Excerpt to read start

Jeffers’ Long Poems

I’ve finally finished all 747 pages of The Selected Poetry of Robinson Jeffers, edited by Tim Hunt. It’s been both a pleasure and a burden. Most of the pleasure has come from the considerable number of short poems that I like as much as nearly any poems I’ve read.

Hopefully, I’ve made it clear that I think his meditative, lyrical poems are as good as any written in the 20th century and that his ideas and my own are quite similar when it comes to man’s relationship to nature.

Unfortunately I really didn’t like a single long poem and wouldn’t recommend them, though strangely I found I liked each long poem I read a little better than the long poem that preceded it chronologically, at least right up to “The Double Axe.”

Unfortunately, each of the long poems seemed fatally flawed, perhaps because too often they focus on fatally-flawed characters, characters who represent the worst in human nature, not the tragically flawed characters of Greek Tragedy who are admirable but brought down by a fatal flaw.

I find it difficult to read a hundred page poem when I can’t identify with a single character. At times, Jeffers almost seems determined to justify his misanthropic view of mankind by exposing man’s sinful nature, while ignoring any redeeming qualities. It seems more than a little ironic that the most common sin in these poems is forbidden sex since he caused a major scandal when he ran off with a well-known lawyer’s wife while attending college.

This is not to say that reading the long poems won’t give a reader additional insight into Jeffers’ philosophy. There are even delightful passages that sometimes rival his shorter poems:

Here, for instance, is an excerpt from “The Double Axe” where the old man with the axe reflects on the nature of mankind:

There was in fact a more merciless
And more life-weary beauty in the vast landscape, the dark gray light, the one dull streak of sulphur for dawn,
Dark headlong slopes, the black-fanged rocks and high grinning snow-teeth, the long row of the snow-struck mountain-tops
High up in heaven. The old man looked up: “Am I also a renegade? I prefer God to man.
“But,” he said grimly, “Snapper, I have not tasted
Any cannibal feasts. It is the people-lovers and nation-leaders, the human-centered,
Have bloody chops’ He sighed and said, “In this pale light
All the little tricks are played out and finished. Retreat is no good, treachery no good, goodness no good.
But still remains the endless inhuman beauty of things; even of humanity and human history
The inhuman beauty; – and there is endurance, endurance, death’s nobler cousin. Endurance’

It’s undeniable that most of the “people-lovers and nation-leaders” in recent American history have “bloody chops.” For a nation of “Christians” they seem determined to impose our will on the world, no matter what it might cost us.

You can certainly find clear statements of Jeffers’ attitude towards mankind:

He looked up and down
At the cold peaks lining the lonely sky, and that opaque gray monster the ocean, incessantly
Gnawing his rocks. “Is it not enough? I see that the world is very beautiful, great and – in earnest,
It bred man and surrounds him and will reabsorb him: what more do I want? – It bred’ he answered himself,
Louse too: noble and ignoble, the eagle and her lice. What more I want is a little nobility in man
To match the world’s.” He looked again at the great landscape and laughed.
I am asking something.

Excerpt to read end
Dataset rows start

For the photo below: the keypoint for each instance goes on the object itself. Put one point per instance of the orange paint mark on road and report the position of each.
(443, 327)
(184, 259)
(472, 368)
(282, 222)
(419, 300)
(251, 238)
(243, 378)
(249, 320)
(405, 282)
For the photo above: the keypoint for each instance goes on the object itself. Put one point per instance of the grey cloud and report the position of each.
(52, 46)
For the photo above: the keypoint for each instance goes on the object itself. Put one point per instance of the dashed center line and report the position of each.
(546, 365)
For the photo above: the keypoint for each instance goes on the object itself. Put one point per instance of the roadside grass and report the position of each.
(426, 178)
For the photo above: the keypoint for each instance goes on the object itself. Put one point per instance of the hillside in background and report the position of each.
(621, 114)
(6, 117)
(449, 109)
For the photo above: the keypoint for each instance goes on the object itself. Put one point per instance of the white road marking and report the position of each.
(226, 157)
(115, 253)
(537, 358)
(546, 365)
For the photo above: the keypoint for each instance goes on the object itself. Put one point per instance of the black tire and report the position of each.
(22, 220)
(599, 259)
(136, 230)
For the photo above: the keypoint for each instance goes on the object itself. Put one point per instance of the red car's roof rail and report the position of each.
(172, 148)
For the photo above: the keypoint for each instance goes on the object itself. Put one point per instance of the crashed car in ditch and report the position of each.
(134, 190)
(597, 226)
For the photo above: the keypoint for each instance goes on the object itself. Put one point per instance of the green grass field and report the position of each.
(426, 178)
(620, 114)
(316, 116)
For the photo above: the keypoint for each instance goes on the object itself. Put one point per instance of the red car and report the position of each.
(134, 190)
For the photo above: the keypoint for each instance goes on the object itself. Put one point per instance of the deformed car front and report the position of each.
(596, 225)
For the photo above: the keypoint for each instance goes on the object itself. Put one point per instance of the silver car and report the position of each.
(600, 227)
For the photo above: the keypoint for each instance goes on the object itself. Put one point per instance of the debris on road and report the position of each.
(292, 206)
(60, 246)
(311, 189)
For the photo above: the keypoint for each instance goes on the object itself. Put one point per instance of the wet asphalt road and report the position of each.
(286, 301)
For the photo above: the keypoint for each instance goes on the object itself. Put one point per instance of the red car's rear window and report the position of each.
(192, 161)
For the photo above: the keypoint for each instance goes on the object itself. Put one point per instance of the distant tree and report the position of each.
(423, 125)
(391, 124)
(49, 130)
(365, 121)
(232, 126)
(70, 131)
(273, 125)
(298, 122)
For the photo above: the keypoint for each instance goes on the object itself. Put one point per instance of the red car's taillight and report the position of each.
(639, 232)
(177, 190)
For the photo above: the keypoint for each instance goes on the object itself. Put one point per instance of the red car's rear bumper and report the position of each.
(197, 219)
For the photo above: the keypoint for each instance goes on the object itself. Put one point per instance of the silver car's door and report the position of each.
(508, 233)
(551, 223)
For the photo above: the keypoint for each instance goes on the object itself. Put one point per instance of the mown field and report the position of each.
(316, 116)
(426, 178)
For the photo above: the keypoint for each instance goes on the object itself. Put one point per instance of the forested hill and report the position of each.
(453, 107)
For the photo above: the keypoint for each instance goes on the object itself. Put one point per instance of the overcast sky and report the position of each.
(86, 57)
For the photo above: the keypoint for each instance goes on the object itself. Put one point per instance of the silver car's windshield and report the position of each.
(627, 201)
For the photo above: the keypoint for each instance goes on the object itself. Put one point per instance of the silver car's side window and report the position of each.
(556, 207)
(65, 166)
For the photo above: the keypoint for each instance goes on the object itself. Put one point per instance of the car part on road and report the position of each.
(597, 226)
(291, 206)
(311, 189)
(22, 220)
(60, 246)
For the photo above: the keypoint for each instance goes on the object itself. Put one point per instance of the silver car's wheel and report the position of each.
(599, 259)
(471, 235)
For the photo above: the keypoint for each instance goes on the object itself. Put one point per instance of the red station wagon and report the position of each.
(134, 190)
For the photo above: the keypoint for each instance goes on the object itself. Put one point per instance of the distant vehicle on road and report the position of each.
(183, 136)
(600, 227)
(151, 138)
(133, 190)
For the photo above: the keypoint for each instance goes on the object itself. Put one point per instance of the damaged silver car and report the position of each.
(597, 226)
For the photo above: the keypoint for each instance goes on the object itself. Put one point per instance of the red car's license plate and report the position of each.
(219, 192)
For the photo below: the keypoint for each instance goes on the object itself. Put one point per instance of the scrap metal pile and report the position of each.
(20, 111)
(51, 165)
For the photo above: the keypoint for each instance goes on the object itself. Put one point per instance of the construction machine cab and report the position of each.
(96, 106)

Dataset rows end

Your tasks:
1 > According to the post about Robinson Jeffers' long poems, who edited The Selected Poetry of Robinson Jeffers?
2 > Extend the post about Robinson Jeffers' long poems, picking up right after its final line, "I am asking something."
None of the rows are needed for anything here.

Answers to the exercise:
1 > Tim Hunt edited it.

2 >
The old man could almost be summarizing Jeffers’ philosophy in this passage:

Oh future children:
Cruelty is dirt and ignorance, a muddy peasant
Beating his horse. Ambition and power-lust
Are for adolescents and defective persons. Moderate kindness
Is oil on a crying wheel: use it. Mutual help
Is necessary: use it when it is necessary.
And as to love: make love when need drives.
And as to love: love God. He is rock, earth and water, and the beasts and
stars; and the night that contains them.
And as to love: whoever loves or hates man is fooled in a mirror.” He
grinned and said:
“From experience I speak. But truly, if you love man, swallow him in
wine; love man in God.
Man and nothing but man is a sorry mouthful.”

It’s a reasonable philosophy, and I would agree with the best way to love God, but he seems overly pessimistic about mankind. Even in the worst of times, especially in the worst of times, I’ve found people much nobler than Jeffers would seem to allow. Kindness is more than just “oil on a crying wheel.”

5 thoughts on “Jeffers’ Long Poems”

  1. Well, you’re certainly persistent! 🙂

    One of my goals this summer is to reread the Modernists in light of the social change they were responding to. WWI had a huge impact on their philosophy of life. To think that soldiers were going into battle with old ideas of chivalry and swords, not understanding the new weapons technology. Not being able to imagine the dehumanizing effect of the trenches. It would be enough to make people lose faith in humankind, I think.

    That was the era when so much changed: rise of technology, rise of cities, rise of industry, film (avant-garde), art–cubism, fauvism, dada.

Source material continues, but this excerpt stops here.